● **Short exercise**
Output the lines of the items below as a numbered list, leaving out blank lines and the pictures.

Image entries on named regions:
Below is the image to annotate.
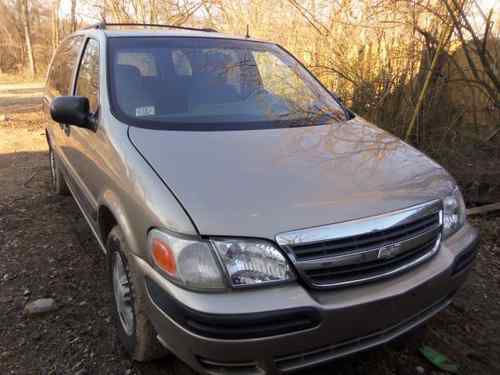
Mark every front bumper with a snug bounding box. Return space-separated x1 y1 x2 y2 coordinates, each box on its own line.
136 224 478 375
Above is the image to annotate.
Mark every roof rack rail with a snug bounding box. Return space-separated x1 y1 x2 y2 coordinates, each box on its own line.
83 22 218 33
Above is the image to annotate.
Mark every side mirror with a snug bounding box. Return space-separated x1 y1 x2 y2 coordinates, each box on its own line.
50 96 91 128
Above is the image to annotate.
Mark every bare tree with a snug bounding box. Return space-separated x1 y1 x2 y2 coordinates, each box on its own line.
70 0 76 32
21 0 36 78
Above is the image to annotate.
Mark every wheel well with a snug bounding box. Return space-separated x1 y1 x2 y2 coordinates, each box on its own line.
98 206 118 243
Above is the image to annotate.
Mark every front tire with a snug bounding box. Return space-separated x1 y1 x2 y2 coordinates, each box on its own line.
107 226 167 362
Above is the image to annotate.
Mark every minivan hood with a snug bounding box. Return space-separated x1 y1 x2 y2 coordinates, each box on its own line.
129 117 454 239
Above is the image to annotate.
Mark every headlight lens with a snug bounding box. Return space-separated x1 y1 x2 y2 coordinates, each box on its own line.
212 239 295 287
148 229 224 290
443 187 465 238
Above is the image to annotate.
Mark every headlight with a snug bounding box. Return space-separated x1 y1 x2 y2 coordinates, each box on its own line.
148 229 225 290
212 239 295 287
443 187 465 239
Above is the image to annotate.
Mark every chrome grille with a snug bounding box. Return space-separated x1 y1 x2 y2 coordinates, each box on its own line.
276 201 442 288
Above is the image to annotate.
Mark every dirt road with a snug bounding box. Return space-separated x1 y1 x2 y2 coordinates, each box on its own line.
0 92 500 375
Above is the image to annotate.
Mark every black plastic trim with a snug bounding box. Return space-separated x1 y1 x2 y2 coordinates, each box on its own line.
146 277 321 340
451 236 479 276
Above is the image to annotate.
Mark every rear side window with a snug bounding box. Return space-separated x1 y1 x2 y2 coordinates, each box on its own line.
48 36 83 96
75 39 99 112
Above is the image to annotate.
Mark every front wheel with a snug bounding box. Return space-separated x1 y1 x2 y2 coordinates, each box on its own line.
107 226 166 362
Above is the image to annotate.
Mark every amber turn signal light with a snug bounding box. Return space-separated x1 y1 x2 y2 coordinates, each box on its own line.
153 239 177 276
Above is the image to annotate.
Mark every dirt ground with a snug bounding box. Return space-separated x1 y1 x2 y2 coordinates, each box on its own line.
0 86 500 375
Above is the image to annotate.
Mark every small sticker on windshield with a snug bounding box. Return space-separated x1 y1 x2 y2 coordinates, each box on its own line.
135 105 155 117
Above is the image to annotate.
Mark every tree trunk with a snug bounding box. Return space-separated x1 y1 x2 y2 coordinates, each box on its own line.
21 0 36 78
52 0 61 52
70 0 76 33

● **Result of the exercise**
1. Below is the image to annotate.
2. Mark every front bumper with a snug bounding box. Return space-separated x1 y1 x2 y2 coordinates, each box on its own line.
3. 136 224 478 375
4. Above is the image to annotate.
5. Mark every roof rack rail with a snug bounding box. Return space-separated x1 y1 x2 y2 coordinates, each box on its own line.
6. 83 22 218 33
7. Above is the image to annotate.
8. Mark every side mirror with a snug bounding box. Return space-separated x1 y1 x2 y2 coordinates, each box on its own line.
9. 50 96 91 128
10. Above is the image to annotate.
11. Mark every bare tree with a snug bounding box. Return space-separated x1 y1 x2 y2 coordinates, each box on its own line.
12. 70 0 76 32
13. 21 0 36 78
14. Above is the image to annotate.
15. Mark every wheel well with a snug bounding box. Return space-separated x1 y1 x2 y2 coordinates, each box on its own line.
16. 98 206 118 243
17. Above is the image to annotate.
18. Mark every front tire with a snug bounding box. Return space-separated x1 y1 x2 y2 coordinates, each box on its own line.
19. 107 226 167 362
20. Above is the image to annotate.
21. Mark every minivan hood with a snug bounding box. Return space-separated x1 y1 x2 y2 coordinates, each box on its own line.
22. 129 117 454 239
23. Above is the image to annotate.
24. Mark every headlight lens with a snug bounding box. Return space-separated x1 y1 x2 y2 coordinates, each box on its own line.
25. 212 239 295 287
26. 148 229 224 290
27. 443 187 465 238
28. Above is the image to annotate.
29. Mark every headlight with a snug bounding box. Return space-separated x1 y1 x2 y2 coordinates, each box on its own line.
30. 148 229 225 290
31. 212 239 295 287
32. 443 187 465 239
33. Above is the image to annotate.
34. Mark every chrome grille with a snug bounding box. Return space-separated x1 y1 x2 y2 coordinates, each box on its own line.
35. 276 201 442 288
36. Above is the image to annotate.
37. Mark every dirt road with a snug bounding box. Return space-separated x1 y1 x2 y2 coordinates, each box on its own line.
38. 0 92 500 375
39. Above is the image to annotate.
40. Mark every black plastic trim with a snug bounding box. Return space-separated x1 y1 x2 y2 coordinates, each box on its own line.
41. 146 277 321 340
42. 451 236 479 276
43. Above is the image to annotate.
44. Mark every rear side window with a snug bounding box. Return space-separated x1 y1 x2 y2 coordinates, each box on its own line.
45. 48 36 83 96
46. 75 39 99 112
47. Above is the image to annotate.
48. Mark every front wheel with a snug bounding box. Return space-separated x1 y1 x2 y2 coordinates, each box on its own line.
49. 107 226 166 362
50. Above is the image to annotate.
51. Mark every amber turn signal light with a snug bounding box. Return space-separated x1 y1 x2 y2 coordinates, each box on its own line.
52. 153 239 177 276
53. Above is the image to annotate.
54. Mark every dirt ground with a snug bounding box. Return space-separated x1 y1 x2 y2 coordinates, each box on its own line.
55. 0 86 500 375
56. Above is the image to annotate.
57. Mark every small sticker on windshield with a snug bounding box. Return space-separated x1 y1 x2 y2 coordinates, each box on its own line.
58. 135 105 155 117
59. Above is the image to annotate.
60. Mark every tree trunk with a snug bounding box. Return space-separated x1 y1 x2 y2 coordinates, each box on its own line.
61. 21 0 36 78
62. 52 0 61 52
63. 70 0 76 33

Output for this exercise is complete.